Description of the task
Arrange every line of the listing below as a numbered list, skipping blank lines. Leave the pictures out.

Available records
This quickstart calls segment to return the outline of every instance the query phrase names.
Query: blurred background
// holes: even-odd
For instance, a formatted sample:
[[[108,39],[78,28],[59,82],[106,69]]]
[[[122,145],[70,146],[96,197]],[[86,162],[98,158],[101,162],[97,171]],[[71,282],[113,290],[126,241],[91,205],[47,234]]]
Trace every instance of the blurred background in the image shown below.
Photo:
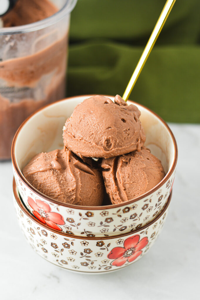
[[[78,0],[67,96],[122,96],[165,0]],[[177,0],[131,94],[165,120],[200,122],[200,1]]]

Full answer
1. This quickstart calls segment to return the outline of every instance the query phrase names.
2. Query: blurred background
3. // holes: even-odd
4. For instance, a formatted sample:
5. [[[108,39],[78,28],[59,82],[106,69]]]
6. [[[122,145],[70,146],[96,197]],[[86,162],[98,158],[101,162],[97,171]],[[71,282],[113,290],[126,241],[91,205],[47,234]]]
7. Trace every instance of the blurred background in the image shown below.
8. Photo:
9. [[[78,0],[67,96],[122,96],[165,0]],[[177,0],[131,94],[165,120],[200,122],[200,1]]]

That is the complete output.